### About this exercise:
Among the records, which lines hold the word "handle"? Pick them out.

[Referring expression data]
■ ■ ■

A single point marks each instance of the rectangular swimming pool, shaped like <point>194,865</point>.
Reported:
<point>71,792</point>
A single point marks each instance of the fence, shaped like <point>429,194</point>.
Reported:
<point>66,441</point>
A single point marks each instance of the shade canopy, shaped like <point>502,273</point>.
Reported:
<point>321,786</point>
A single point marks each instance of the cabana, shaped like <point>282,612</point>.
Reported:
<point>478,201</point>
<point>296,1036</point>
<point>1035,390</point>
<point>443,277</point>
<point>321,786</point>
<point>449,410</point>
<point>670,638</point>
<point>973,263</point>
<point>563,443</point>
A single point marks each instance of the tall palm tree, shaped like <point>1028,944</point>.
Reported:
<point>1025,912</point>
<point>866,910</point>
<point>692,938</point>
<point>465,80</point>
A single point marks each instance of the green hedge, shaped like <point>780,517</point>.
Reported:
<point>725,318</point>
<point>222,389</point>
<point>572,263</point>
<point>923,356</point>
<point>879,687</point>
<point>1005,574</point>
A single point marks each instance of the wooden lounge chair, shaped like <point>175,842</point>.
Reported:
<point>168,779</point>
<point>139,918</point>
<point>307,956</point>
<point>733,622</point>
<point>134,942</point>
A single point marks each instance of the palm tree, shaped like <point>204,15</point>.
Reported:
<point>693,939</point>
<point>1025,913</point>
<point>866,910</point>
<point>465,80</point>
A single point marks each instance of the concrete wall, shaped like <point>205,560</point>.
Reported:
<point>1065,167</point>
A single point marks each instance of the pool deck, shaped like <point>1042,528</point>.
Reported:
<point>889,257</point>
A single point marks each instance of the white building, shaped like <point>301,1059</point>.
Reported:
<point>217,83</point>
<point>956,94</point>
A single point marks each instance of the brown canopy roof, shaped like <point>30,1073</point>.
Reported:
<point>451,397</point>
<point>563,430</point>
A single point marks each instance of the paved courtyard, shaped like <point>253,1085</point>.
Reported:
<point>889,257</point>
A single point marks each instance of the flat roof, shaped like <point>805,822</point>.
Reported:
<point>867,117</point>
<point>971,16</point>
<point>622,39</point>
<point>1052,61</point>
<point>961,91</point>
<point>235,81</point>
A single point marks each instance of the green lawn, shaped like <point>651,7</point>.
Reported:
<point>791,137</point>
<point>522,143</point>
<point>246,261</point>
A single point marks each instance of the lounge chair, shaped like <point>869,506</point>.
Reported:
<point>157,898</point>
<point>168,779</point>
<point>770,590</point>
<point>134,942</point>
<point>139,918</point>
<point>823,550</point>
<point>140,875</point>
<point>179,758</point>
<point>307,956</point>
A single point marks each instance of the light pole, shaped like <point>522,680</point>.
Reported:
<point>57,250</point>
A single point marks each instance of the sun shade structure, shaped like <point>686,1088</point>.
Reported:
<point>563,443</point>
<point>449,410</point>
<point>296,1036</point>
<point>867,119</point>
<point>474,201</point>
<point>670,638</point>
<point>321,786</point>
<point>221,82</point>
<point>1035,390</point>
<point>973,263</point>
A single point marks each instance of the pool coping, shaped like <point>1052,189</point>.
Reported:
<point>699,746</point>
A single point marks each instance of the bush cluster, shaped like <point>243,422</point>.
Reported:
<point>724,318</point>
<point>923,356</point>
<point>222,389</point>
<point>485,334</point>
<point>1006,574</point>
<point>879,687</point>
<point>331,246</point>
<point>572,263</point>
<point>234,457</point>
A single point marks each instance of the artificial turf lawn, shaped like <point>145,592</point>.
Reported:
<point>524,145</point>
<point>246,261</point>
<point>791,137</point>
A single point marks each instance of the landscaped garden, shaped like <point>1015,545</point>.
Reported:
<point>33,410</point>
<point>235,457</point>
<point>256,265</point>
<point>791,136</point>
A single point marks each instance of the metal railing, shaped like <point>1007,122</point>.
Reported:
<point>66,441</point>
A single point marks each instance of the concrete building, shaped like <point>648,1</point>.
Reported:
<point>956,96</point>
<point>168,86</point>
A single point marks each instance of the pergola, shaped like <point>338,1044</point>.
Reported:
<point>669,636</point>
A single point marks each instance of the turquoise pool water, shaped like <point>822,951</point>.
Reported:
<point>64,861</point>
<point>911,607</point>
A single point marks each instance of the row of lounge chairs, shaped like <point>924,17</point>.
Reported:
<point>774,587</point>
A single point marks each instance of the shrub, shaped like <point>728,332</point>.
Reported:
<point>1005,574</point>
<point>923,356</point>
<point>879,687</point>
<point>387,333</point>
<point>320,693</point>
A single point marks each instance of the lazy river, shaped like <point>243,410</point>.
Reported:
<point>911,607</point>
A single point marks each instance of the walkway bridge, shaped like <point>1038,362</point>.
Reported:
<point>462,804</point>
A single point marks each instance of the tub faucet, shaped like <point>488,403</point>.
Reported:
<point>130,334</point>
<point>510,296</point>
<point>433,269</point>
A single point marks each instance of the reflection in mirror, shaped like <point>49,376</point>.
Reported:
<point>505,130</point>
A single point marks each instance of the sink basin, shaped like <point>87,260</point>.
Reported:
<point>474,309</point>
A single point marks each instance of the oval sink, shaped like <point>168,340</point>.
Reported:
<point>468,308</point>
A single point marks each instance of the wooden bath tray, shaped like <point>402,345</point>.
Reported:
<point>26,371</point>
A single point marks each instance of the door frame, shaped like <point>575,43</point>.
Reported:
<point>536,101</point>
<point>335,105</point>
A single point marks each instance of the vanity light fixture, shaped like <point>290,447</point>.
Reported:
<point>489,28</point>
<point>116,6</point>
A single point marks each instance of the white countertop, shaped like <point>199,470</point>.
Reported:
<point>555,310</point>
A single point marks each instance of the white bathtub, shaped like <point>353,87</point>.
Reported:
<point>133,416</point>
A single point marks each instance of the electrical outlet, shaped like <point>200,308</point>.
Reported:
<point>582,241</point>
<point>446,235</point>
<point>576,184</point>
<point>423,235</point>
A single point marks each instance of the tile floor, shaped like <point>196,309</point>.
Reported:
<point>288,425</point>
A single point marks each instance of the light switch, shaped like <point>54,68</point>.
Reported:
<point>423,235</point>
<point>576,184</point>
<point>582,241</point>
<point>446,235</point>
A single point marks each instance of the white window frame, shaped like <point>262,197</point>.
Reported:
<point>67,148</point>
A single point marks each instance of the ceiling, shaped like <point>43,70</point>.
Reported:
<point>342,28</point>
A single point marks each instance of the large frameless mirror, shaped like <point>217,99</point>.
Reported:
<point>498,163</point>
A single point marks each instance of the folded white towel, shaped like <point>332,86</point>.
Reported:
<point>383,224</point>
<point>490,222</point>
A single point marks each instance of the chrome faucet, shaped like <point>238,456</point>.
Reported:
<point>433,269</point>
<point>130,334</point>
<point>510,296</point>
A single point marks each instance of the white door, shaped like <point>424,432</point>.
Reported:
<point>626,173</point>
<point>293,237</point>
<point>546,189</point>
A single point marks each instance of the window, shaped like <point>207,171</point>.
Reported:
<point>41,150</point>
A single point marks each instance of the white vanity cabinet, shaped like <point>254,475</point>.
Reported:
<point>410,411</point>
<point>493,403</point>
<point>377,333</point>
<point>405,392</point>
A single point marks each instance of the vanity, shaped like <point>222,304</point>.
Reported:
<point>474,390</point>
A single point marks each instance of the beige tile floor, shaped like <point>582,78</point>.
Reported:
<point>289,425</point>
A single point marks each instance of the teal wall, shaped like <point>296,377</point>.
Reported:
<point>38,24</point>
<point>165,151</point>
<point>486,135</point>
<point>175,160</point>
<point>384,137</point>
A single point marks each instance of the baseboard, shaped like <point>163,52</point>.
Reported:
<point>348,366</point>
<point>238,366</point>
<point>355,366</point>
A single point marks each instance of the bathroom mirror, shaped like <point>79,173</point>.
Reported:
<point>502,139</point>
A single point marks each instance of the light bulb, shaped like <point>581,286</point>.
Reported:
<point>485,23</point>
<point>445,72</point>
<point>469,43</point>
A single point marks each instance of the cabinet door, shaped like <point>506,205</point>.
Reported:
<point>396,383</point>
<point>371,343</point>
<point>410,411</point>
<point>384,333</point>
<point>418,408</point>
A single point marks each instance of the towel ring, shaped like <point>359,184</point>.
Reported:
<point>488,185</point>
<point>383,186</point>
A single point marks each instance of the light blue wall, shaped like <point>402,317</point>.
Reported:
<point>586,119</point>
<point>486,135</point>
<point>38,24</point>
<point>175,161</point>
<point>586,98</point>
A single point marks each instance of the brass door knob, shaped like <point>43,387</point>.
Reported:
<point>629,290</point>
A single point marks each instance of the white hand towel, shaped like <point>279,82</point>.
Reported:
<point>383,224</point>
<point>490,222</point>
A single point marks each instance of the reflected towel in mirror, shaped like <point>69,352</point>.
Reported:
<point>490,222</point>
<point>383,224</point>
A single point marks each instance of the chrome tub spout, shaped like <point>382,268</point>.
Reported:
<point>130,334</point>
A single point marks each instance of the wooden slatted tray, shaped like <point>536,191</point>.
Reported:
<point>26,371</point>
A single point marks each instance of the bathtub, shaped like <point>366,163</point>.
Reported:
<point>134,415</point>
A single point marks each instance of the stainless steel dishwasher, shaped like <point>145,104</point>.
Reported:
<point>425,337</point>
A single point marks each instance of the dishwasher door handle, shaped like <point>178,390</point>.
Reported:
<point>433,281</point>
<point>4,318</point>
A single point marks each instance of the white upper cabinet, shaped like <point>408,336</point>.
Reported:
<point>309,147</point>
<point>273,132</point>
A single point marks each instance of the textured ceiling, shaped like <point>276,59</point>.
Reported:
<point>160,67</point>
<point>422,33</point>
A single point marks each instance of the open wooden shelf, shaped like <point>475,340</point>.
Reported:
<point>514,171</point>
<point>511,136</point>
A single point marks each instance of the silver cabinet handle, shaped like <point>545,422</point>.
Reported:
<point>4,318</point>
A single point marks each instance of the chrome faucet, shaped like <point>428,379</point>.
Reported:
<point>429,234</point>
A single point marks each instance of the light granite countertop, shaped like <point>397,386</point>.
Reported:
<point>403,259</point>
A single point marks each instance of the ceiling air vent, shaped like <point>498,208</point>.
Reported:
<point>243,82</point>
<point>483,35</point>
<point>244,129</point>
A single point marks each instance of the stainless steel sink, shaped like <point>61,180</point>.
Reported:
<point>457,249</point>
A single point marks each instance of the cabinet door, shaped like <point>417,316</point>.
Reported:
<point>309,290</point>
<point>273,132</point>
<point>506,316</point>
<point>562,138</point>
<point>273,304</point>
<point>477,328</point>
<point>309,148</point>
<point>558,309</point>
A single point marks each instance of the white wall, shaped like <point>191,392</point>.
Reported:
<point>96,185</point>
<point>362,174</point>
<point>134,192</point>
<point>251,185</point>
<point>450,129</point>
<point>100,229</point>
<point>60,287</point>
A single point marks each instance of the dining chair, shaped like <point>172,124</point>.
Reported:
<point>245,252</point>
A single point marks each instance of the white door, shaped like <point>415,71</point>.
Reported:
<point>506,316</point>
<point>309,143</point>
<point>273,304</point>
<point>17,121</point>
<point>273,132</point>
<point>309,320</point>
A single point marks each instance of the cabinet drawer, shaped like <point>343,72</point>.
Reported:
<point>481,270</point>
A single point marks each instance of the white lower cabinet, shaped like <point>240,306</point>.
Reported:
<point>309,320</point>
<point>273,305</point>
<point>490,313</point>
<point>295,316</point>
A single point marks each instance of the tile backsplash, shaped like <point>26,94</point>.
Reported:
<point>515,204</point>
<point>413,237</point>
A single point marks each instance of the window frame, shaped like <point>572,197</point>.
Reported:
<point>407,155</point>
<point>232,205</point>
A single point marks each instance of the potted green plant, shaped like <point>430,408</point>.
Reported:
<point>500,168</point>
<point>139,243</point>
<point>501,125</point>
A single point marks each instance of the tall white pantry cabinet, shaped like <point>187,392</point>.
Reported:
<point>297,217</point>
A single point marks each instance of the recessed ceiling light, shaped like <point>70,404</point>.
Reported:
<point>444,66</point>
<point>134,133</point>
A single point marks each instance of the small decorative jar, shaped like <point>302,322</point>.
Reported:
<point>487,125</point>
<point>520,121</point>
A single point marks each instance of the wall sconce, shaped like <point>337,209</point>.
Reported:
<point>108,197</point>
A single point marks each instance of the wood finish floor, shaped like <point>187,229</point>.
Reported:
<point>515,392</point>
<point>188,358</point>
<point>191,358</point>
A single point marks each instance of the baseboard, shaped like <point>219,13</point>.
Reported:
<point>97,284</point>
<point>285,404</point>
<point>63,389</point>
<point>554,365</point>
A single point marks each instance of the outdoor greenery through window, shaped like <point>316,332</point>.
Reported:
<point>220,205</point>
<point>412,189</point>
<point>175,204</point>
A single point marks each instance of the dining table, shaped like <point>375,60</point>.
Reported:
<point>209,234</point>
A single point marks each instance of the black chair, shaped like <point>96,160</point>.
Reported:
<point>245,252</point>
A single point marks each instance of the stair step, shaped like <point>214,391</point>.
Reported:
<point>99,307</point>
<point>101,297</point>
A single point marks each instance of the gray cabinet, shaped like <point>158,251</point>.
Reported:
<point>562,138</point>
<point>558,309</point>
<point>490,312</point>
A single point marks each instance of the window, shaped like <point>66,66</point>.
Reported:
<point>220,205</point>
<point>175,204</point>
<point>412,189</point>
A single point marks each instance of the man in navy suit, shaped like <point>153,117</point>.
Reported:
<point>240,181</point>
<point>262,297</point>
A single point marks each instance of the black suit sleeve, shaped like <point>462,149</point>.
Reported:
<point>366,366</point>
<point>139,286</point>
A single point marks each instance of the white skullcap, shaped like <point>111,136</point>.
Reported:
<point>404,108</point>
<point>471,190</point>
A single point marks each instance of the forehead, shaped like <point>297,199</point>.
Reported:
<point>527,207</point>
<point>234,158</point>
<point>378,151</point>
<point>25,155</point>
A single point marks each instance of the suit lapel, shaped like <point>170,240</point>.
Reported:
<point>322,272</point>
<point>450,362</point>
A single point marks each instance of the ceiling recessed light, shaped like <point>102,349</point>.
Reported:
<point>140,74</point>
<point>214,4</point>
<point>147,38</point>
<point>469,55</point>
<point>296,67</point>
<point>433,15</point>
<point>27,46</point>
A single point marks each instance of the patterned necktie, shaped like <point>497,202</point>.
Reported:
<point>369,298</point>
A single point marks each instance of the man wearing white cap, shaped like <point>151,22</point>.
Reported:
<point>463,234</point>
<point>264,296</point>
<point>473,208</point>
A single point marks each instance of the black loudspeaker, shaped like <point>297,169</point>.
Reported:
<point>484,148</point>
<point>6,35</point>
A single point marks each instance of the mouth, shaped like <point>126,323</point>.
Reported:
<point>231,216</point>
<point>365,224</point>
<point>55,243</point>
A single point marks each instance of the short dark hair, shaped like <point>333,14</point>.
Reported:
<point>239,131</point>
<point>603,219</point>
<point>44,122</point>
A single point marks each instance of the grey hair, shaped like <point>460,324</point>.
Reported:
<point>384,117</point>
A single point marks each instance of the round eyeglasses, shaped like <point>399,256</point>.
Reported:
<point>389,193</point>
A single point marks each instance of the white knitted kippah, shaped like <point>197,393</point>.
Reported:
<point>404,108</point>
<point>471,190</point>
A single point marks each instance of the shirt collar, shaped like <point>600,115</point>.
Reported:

■ ■ ■

### Response to the exercise:
A single point marks each instance of the dishwasher door handle, shaped like <point>178,390</point>.
A single point marks each instance of the silver cabinet handle, shaped like <point>545,422</point>.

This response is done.